## STATED PROBLEM
Omit every image, and transcribe the remaining entries exactly as given.

▼

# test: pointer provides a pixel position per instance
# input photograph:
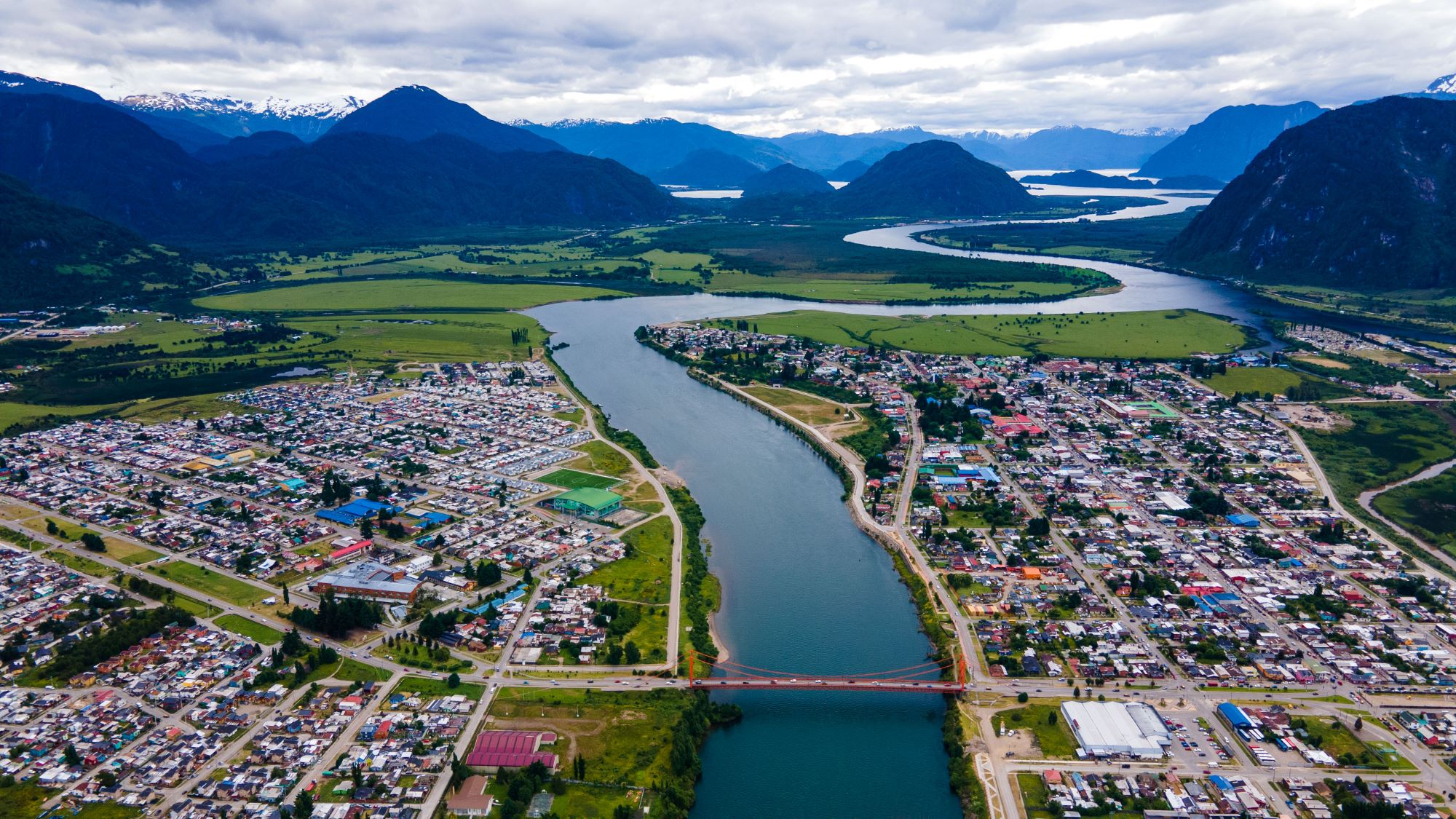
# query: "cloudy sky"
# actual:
(756, 66)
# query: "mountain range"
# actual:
(234, 117)
(1227, 141)
(187, 135)
(436, 174)
(52, 253)
(1362, 197)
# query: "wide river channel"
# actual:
(804, 590)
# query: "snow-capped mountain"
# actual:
(1444, 85)
(235, 117)
(1151, 132)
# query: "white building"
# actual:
(1117, 729)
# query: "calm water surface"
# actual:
(804, 590)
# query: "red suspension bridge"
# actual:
(931, 676)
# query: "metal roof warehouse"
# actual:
(1117, 729)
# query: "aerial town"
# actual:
(1154, 582)
(218, 615)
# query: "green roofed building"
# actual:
(589, 502)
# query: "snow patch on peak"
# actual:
(203, 101)
(579, 123)
(1154, 132)
(1444, 85)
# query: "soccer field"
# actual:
(574, 480)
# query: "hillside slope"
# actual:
(1227, 141)
(1364, 197)
(933, 180)
(419, 113)
(53, 254)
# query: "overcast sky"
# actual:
(756, 66)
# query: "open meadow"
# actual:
(1154, 334)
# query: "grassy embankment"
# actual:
(1152, 334)
(1119, 241)
(1273, 381)
(1046, 724)
(212, 583)
(256, 631)
(168, 369)
(630, 742)
(1385, 443)
(813, 261)
(809, 408)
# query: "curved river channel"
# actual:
(804, 590)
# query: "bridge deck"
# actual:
(890, 685)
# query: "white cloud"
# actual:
(758, 66)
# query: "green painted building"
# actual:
(587, 502)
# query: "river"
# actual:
(804, 590)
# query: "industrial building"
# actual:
(496, 749)
(1119, 729)
(371, 580)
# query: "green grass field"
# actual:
(130, 554)
(1122, 241)
(1384, 443)
(419, 657)
(624, 736)
(644, 576)
(253, 630)
(1333, 737)
(427, 687)
(809, 408)
(210, 582)
(1428, 509)
(1273, 381)
(400, 295)
(193, 605)
(605, 458)
(574, 480)
(18, 413)
(1154, 334)
(356, 670)
(880, 292)
(24, 800)
(1055, 740)
(79, 563)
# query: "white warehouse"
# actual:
(1117, 729)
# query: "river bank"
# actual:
(804, 589)
(966, 783)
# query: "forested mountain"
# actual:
(848, 173)
(52, 254)
(261, 143)
(108, 164)
(1364, 197)
(650, 146)
(417, 113)
(933, 180)
(1227, 141)
(234, 117)
(187, 135)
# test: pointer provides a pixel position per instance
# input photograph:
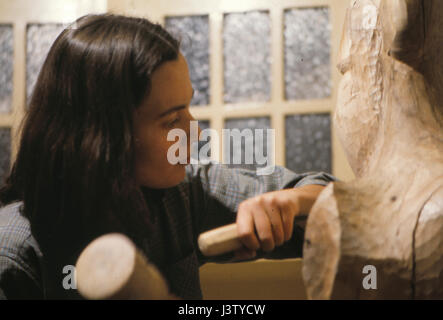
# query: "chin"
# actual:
(165, 179)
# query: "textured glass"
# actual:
(40, 38)
(204, 124)
(248, 123)
(6, 67)
(308, 142)
(307, 53)
(5, 153)
(193, 33)
(247, 59)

▲

## WORKED SOLUTION
# test: pointer provides a pixel position per instance
# input photograph:
# query: "cloudy sky"
# actual:
(756, 66)
# query: "mountain range"
# actual:
(234, 117)
(1227, 141)
(187, 135)
(436, 174)
(52, 253)
(1362, 197)
# query: "wide river channel"
# actual:
(804, 590)
# query: "snow-capped mountain"
# actual:
(1444, 85)
(235, 117)
(1151, 132)
# query: "white building"
# actual:
(1117, 729)
# query: "calm water surface"
# actual:
(804, 590)
# query: "red suspension bridge"
# actual:
(931, 676)
# query: "metal roof warehouse"
# actual:
(1117, 729)
# query: "aerial town"
# actual:
(1154, 582)
(218, 615)
# query: "green roofed building"
# actual:
(589, 502)
# query: "snow patch on peak"
# actual:
(203, 101)
(579, 123)
(1154, 132)
(1444, 85)
# query: "soccer field"
# actual:
(574, 480)
# query: "hillside slope"
# actual:
(1227, 141)
(1364, 197)
(933, 180)
(419, 113)
(53, 254)
# query: "overcast sky"
# actual:
(756, 66)
# query: "open meadow"
# actual:
(1154, 334)
# query: "grassy embankment"
# actual:
(1152, 334)
(1119, 241)
(1273, 381)
(1046, 724)
(212, 583)
(256, 631)
(168, 369)
(630, 742)
(1385, 443)
(813, 261)
(809, 408)
# query: "curved river channel"
# actual:
(804, 590)
# query: "bridge deck"
# actual:
(890, 685)
# query: "white cloud"
# actual:
(758, 66)
# query: "green painted building"
# actual:
(587, 502)
# query: "river"
# actual:
(804, 590)
# query: "industrial building"
# actual:
(496, 749)
(1119, 729)
(371, 580)
# query: "green grass field"
# actual:
(130, 554)
(1122, 241)
(1384, 443)
(419, 657)
(624, 736)
(644, 576)
(253, 630)
(1333, 737)
(427, 687)
(809, 408)
(210, 582)
(1428, 509)
(1273, 381)
(400, 295)
(193, 605)
(605, 458)
(574, 480)
(18, 413)
(1154, 334)
(356, 670)
(880, 292)
(24, 800)
(1055, 740)
(79, 563)
# query: "white warehouse"
# actual:
(1117, 729)
# query: "river bank"
# actual:
(804, 589)
(966, 783)
# query: "forested mountain"
# actual:
(848, 173)
(52, 254)
(261, 143)
(108, 164)
(1364, 197)
(650, 146)
(417, 113)
(933, 180)
(1227, 141)
(234, 117)
(187, 135)
# test: pointer provides a pixel position per instance
# input photograph:
# query: "chin"
# actual:
(165, 179)
# query: "textured glass"
# actual:
(40, 38)
(204, 124)
(248, 123)
(6, 67)
(308, 142)
(307, 53)
(5, 153)
(193, 33)
(247, 59)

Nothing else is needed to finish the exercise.